### INFORMATION SUPPLIED ###
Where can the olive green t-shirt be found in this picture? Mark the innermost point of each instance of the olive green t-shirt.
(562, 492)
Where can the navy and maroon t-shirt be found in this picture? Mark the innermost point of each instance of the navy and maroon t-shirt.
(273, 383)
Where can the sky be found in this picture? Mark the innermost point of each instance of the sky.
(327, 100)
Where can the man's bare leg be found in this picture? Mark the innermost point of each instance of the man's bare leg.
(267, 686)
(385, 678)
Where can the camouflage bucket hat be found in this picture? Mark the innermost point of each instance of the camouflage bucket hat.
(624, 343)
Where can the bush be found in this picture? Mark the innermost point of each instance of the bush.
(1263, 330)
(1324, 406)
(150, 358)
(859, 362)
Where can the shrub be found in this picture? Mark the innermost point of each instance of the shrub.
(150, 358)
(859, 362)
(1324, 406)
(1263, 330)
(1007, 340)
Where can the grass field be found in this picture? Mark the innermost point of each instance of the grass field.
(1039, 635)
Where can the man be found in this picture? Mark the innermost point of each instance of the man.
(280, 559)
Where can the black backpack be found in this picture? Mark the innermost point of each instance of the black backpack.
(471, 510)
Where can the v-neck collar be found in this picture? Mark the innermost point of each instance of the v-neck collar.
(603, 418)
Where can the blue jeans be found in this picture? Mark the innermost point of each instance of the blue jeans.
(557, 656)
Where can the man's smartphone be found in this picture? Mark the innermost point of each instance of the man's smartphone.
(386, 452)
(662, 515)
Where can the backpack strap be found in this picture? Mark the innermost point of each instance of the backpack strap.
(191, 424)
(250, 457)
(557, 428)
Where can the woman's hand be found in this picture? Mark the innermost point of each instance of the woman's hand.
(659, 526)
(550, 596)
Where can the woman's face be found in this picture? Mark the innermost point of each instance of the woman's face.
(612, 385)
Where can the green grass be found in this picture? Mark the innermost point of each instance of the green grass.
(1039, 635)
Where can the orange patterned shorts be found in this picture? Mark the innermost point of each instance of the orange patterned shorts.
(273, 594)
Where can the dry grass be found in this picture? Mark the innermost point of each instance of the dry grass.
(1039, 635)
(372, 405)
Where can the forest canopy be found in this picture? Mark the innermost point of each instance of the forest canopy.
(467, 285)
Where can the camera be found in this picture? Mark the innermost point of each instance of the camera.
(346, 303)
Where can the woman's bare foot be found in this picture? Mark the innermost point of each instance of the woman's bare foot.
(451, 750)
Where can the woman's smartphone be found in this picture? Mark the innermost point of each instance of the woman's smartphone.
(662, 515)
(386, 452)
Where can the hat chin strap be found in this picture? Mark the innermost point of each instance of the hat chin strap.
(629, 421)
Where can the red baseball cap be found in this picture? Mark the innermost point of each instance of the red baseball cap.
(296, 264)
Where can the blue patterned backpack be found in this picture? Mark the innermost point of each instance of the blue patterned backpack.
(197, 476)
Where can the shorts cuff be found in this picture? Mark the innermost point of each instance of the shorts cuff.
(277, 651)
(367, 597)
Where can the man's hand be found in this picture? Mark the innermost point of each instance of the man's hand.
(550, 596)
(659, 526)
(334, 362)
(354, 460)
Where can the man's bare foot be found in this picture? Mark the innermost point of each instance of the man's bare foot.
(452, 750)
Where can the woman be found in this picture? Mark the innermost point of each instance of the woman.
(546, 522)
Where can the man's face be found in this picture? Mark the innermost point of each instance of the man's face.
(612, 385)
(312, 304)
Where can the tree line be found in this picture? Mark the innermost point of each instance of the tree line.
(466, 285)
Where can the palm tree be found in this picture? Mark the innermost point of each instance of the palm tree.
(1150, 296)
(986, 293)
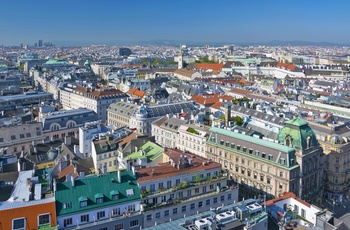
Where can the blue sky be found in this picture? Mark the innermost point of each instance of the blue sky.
(114, 21)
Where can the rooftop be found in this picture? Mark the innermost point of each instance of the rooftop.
###
**WHAT TO PRODUCE**: All of the lines above should be retyped precisely, apart from the pictures.

**RESULT OF THE EXERCISE**:
Where can the olive green t-shirt be found in this picture? Mark the innermost point of each instance of the olive green t-shirt.
(562, 492)
Where can the navy and maroon t-shirt be found in this picture? Mark the innermost point of each instance of the navy and maroon t-shirt.
(273, 383)
Where can the sky be found in this picture? Mark the innermost point of each instance of the sky.
(327, 100)
Where can the man's bare leg be found in this picture? Mark the innermost point of each instance of the man's bare leg.
(267, 686)
(385, 678)
Where can the camouflage bucket hat be found in this picture? Mark the innermost point of each instance of the camouflage bucket hat.
(624, 343)
Where can the bush be found in this picture? Mark the innermost point of each instance of the bush.
(1263, 330)
(1324, 406)
(150, 358)
(859, 362)
Where can the shrub be found in this picture? Mark the innermost point of each instance of the shrub.
(150, 358)
(859, 362)
(1324, 406)
(1263, 330)
(1007, 340)
Where can the grass field be found in this picture? Mark the innermost point of each instance of the grass field.
(1039, 635)
Where can the man be found in this picture? Mark the innermost point of each instance of the man.
(280, 559)
Where can the black backpack be found in this picture? Mark the innermost point of each instance of the black backpack.
(471, 510)
Where can the v-neck collar be found in this picture? Mark the innermost point of each instance of the v-neck collar.
(603, 418)
Where can the blue jeans be found in this picture? Mark the innermost point of each instance of the blue jeans.
(557, 656)
Where can the man's smartphone be found in this picture? Mark the innermost point of each instance of the man's smartphone.
(386, 452)
(662, 515)
Where can the backpack strap be found in this picture? Mark the innermost point of each instance of the backpack strap.
(191, 424)
(250, 457)
(557, 428)
Where can the woman's hand be found in this picture? Mark the innermost point of each instance of the woman's hand.
(659, 526)
(550, 596)
Where can the woman's face be found in this picture? Mark the innermost point of each instance of the woman's face.
(612, 385)
Where can the green grass be found in this picture? Mark the innermost point of each instance of the green grass.
(1039, 635)
Where can the orange patterned shorts be found in this picture? Mark the innermost point of each instance of the orange patterned shorts.
(273, 594)
Where can the dry grass be found in this picture? Mark the innermost point of each instance of the dry grass.
(1039, 635)
(372, 405)
Where can the forest canopy be found in this picture? Mark the innermost point of each instance of the forest canopy.
(467, 285)
Where can the camera be found in this picture? Mark the innermost point of each instance of the camera.
(346, 303)
Where can the woman's bare foot be found in this picture? Mark the innermost point of each instance of the woman's bare foot.
(451, 750)
Where can the woman's smartphone be found in this picture? Mark the innermost point of each instance of the woman's smartphone.
(662, 515)
(386, 452)
Where can the hat chin strap be found in this picture? Mark the innermost point of each instance of the hat chin strap.
(629, 421)
Where can the red baseball cap be found in this picture? Mark the innermost point of each instance of the red baseball cap.
(296, 264)
Where can the blue patterned backpack be found in this picture? Mark the innermost point of each instance of the blue patterned backpack.
(197, 476)
Where can the shorts cuff be found in this picture? Mark the innermost point of each instance of the shorts cuff.
(277, 651)
(367, 597)
Where can the man's hand be found in this picture? Mark the innermost point of each instance of the man's hand.
(550, 596)
(659, 526)
(334, 362)
(354, 460)
Where can the man's bare foot be found in this picture? Mark the innermost point of each instance of the man's bare foot.
(452, 750)
Where can the woman be found in this picture? Mark the innermost point of each instance of the woman.
(546, 522)
Where can the man's face be found in this picture? Mark the innermost point of each instance of the man's face.
(612, 385)
(312, 304)
Where can the tree line be found in this picture? Mark the innermost point of each instance of the tree line.
(466, 285)
Where can the palm tree be found in this picture? Mark the innermost point of each instance of the palm tree.
(1150, 296)
(986, 293)
Where can the blue sky be found in this picture? Mark the innermost point of each instance of the blue sky.
(114, 21)
Where can the rooftop be found in this picture? Mark the innermost point of each instance of the rooftop.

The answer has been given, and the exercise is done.